» **JOB**:
Reproduce the data that follows in its entirety, character for character.

» **INPUT**:
::::::::::
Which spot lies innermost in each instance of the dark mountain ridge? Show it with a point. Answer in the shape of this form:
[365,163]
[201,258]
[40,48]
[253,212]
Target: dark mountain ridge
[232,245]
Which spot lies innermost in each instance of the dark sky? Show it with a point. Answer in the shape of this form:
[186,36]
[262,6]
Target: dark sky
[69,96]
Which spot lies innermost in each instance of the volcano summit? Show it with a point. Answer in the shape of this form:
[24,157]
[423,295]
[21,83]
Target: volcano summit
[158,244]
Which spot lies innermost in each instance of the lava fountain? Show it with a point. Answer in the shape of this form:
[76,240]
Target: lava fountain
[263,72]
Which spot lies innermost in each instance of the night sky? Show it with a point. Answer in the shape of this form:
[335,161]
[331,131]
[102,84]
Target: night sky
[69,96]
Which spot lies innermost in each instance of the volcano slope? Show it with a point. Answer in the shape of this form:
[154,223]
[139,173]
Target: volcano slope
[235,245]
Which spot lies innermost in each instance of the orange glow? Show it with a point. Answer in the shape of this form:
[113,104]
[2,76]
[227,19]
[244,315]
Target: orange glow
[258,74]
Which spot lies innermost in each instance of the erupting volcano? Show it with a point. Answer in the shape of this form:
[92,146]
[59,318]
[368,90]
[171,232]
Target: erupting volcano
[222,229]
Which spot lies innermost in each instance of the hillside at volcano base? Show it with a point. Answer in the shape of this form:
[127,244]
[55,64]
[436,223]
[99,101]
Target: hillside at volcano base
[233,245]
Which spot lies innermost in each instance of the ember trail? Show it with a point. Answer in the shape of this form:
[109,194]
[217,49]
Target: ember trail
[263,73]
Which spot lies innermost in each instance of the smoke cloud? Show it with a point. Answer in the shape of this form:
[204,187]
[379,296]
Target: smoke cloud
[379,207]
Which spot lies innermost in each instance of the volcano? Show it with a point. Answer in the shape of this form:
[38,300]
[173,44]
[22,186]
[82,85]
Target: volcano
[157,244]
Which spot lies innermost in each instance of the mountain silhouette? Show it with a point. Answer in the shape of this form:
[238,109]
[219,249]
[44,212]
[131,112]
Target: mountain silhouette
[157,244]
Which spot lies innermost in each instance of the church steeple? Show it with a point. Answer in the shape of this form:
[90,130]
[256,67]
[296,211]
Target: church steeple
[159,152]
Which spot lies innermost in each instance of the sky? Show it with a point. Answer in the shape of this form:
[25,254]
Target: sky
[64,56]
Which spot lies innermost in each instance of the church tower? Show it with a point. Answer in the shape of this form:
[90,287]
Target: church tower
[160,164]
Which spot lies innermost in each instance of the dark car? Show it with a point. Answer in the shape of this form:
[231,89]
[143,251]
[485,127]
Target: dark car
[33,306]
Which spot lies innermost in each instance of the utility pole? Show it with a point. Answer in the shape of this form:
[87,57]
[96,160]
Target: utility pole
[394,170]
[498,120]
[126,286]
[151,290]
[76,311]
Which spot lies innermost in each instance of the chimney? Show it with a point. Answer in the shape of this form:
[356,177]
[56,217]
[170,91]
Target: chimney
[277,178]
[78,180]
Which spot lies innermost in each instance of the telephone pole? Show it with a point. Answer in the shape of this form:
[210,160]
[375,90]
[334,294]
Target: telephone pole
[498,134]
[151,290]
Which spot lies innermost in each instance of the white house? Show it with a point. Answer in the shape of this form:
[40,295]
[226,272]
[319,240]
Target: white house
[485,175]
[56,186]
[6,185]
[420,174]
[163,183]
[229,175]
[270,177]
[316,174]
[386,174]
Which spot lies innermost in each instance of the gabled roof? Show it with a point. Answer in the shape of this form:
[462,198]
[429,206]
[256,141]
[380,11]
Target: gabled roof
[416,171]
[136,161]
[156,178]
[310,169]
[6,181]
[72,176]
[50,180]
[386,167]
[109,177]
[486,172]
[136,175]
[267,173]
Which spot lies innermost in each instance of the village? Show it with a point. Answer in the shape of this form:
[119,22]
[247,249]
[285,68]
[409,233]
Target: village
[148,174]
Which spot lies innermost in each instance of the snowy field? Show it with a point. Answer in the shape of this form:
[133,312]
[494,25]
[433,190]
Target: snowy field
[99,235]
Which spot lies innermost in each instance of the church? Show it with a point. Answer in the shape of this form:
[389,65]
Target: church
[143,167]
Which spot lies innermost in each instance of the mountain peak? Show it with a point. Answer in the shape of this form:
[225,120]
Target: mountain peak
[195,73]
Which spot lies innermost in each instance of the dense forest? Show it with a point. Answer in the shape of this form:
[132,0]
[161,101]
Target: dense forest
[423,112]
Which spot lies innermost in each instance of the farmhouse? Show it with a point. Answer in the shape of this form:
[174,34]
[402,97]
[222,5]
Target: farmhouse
::::::::::
» **CORRECT RESULT**:
Which spot lies innermost in each instance of the dark mountain ridge? Show it with a point. Answer in the shape of this form:
[365,163]
[201,258]
[40,48]
[253,212]
Target: dark mountain ridge
[232,245]
Which spot lies innermost in each instance of the dark sky? Show it with a point. Answer in the shape of this form:
[186,36]
[262,6]
Target: dark sky
[69,96]
Which spot lies innermost in each instance of the volcano summit? Show it with a point. Answer in the shape of this form:
[24,157]
[423,295]
[21,83]
Target: volcano summit
[158,244]
Which spot lies innermost in each instance of the lava fountain? Show it with a point. Answer in the shape of this form:
[76,240]
Target: lava fountain
[263,72]
Which spot lies innermost in each instance of the night sky? Show it with a point. Answer in the shape of this form:
[335,161]
[331,131]
[102,84]
Target: night sky
[69,96]
Which spot lies innermost in each instance of the volcano slope? Show it with a point. Answer in the shape of this form:
[154,223]
[139,173]
Target: volcano slope
[235,245]
Which spot lies innermost in each instance of the orange glow? Show it with a point. Answer in the shape of this form:
[113,104]
[2,76]
[227,19]
[244,315]
Target: orange glow
[258,74]
Which spot lies innermost in each instance of the erupting volcano? Show it with a point. Answer in the shape of this form:
[92,146]
[59,318]
[368,90]
[171,232]
Target: erupting volcano
[222,229]
Which spot lies innermost in each instance of the hillside at volcano base? Show it with a point. Answer in the shape of this form:
[127,244]
[55,64]
[436,223]
[99,101]
Target: hillside at volcano base
[233,245]
Which spot lies innermost in each instance of the ember trail? Show it with a point. Answer in the shape of this form:
[109,194]
[217,49]
Target: ember trail
[263,73]
Which spot lies innermost in each instance of the smoke cloud? Show it with a point. Answer in the shape of this form:
[204,187]
[379,296]
Target: smoke cloud
[379,207]
Which spot lies innermost in each instance of the volcano? Show it with a point. Answer in the shape of this form:
[38,300]
[173,44]
[22,186]
[82,85]
Target: volcano
[157,244]
Which spot lies innermost in each instance of the mountain silhouette? Show it with a point. Answer in the shape of this form:
[238,109]
[219,249]
[44,212]
[131,112]
Target: mountain silhouette
[157,244]
Which spot lies innermost in each instance of the church steeple? Show it with a point. Answer in the shape of this form:
[90,130]
[256,67]
[296,211]
Target: church steeple
[159,152]
Which spot lies innermost in each instance of the sky? Show it with a point. Answer in the shape of this form:
[25,254]
Target: sky
[64,56]
Which spot lies innermost in each instance of the church tower? Show it with a point. Answer in the shape of this form:
[90,287]
Target: church tower
[160,164]
Which spot lies innermost in each instance of the dark car? Show it with a point. Answer in the shape of this form:
[231,89]
[143,251]
[485,127]
Target: dark car
[33,306]
Which spot lies innermost in each instance of the utility pole? Show it with a point. Answer in the shape of this form:
[87,57]
[96,160]
Target: utility pole
[394,170]
[498,120]
[126,286]
[151,290]
[76,311]
Which spot lies innermost in each instance of the chimney? Show it with a point. Answer in the shape of this form:
[356,177]
[56,217]
[170,91]
Target: chimney
[277,178]
[78,180]
Which spot lies innermost in each instance of the telephone pole? Show it with a point. Answer in the shape of this form:
[210,160]
[375,90]
[334,294]
Target: telephone pole
[498,134]
[151,290]
Which spot lies innermost in each instance of the white house? Show it with a point. Answer in the shape of this form:
[40,295]
[226,272]
[319,240]
Target: white house
[485,175]
[56,186]
[6,185]
[420,174]
[163,183]
[229,175]
[270,177]
[316,174]
[386,174]
Which spot lies innermost in each instance of the gabled roof? Show it with a point. Answer in the shape of this form:
[462,198]
[429,206]
[256,141]
[380,11]
Target: gabled roof
[416,171]
[136,161]
[156,178]
[310,169]
[6,181]
[72,176]
[50,180]
[386,167]
[109,177]
[486,172]
[136,175]
[267,173]
Which spot lies innermost in each instance of the village? Show it with a point. Answer in the shape of this form:
[119,22]
[247,249]
[285,68]
[409,233]
Target: village
[148,174]
Which spot lies innermost in each instance of the snowy field? Show it with a point. Answer in the shape of this form:
[133,312]
[494,25]
[433,190]
Target: snowy field
[99,235]
Which spot lies innermost in each instance of the church? Show it with a point. Answer in the shape of this form:
[389,65]
Target: church
[143,167]
Which spot lies innermost in each instance of the mountain peak? Show it with a point. Answer in the shape of this form:
[225,120]
Target: mountain peak
[195,73]
Which spot lies innermost in each instance of the dense forest? Show it with a point. Answer in the shape of this form:
[132,0]
[161,101]
Target: dense forest
[423,112]
Which spot lies innermost in each instance of the farmhouse? Show it with a point. Answer in the shape of this form:
[174,34]
[402,97]
[222,5]
Target: farmhouse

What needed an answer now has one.